Instructions to follow:
Can you reproduce, character for character, everything from the line containing "the player's knee" down to the last of the lines below, including both?

Excerpts from a location annotation dataset:
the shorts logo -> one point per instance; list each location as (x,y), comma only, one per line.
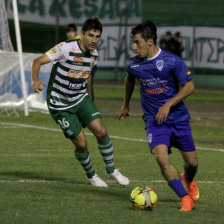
(95,114)
(188,72)
(149,137)
(159,65)
(53,51)
(78,59)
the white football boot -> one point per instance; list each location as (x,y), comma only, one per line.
(116,175)
(96,181)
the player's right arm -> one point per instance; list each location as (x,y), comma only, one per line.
(128,90)
(37,84)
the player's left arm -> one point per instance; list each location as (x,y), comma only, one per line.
(184,77)
(89,86)
(185,91)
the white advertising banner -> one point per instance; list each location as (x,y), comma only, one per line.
(76,11)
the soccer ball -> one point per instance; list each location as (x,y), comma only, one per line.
(144,198)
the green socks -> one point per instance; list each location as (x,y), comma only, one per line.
(84,159)
(106,150)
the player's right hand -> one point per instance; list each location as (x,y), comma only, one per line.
(38,86)
(124,112)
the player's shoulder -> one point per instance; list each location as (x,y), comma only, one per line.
(133,61)
(71,41)
(94,53)
(170,58)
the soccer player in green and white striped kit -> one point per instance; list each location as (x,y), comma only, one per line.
(69,102)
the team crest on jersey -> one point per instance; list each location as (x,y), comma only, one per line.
(159,65)
(53,50)
(78,59)
(78,74)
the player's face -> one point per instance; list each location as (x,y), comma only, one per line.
(141,46)
(90,39)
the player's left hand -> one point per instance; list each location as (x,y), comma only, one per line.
(162,113)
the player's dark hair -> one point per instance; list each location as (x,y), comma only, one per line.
(147,29)
(71,27)
(92,24)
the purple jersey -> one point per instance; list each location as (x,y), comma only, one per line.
(159,78)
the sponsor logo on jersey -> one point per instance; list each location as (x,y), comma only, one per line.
(153,82)
(156,91)
(134,66)
(53,50)
(149,137)
(76,49)
(78,59)
(188,72)
(78,74)
(159,65)
(95,114)
(77,86)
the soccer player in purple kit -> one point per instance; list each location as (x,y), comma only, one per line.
(167,120)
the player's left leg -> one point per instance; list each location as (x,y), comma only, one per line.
(90,117)
(184,142)
(93,71)
(106,149)
(190,170)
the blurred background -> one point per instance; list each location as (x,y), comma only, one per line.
(195,27)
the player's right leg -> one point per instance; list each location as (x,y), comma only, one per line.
(170,173)
(82,155)
(71,127)
(190,167)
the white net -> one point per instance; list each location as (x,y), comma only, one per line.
(5,40)
(11,96)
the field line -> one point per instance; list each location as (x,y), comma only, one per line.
(109,181)
(90,134)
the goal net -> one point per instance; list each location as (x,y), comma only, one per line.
(11,91)
(11,96)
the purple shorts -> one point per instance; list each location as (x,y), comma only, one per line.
(176,135)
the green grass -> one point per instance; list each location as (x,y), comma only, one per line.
(32,154)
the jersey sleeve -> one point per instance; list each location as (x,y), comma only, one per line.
(129,73)
(182,72)
(57,53)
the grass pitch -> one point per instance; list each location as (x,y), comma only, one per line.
(41,182)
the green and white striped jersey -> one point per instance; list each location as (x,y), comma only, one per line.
(68,80)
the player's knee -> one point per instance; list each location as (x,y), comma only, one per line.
(101,134)
(80,145)
(162,160)
(193,162)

Finished task:
the player's knee -> one point per instance; list each location as (x,y), comma only, one per line.
(101,134)
(80,145)
(162,160)
(193,162)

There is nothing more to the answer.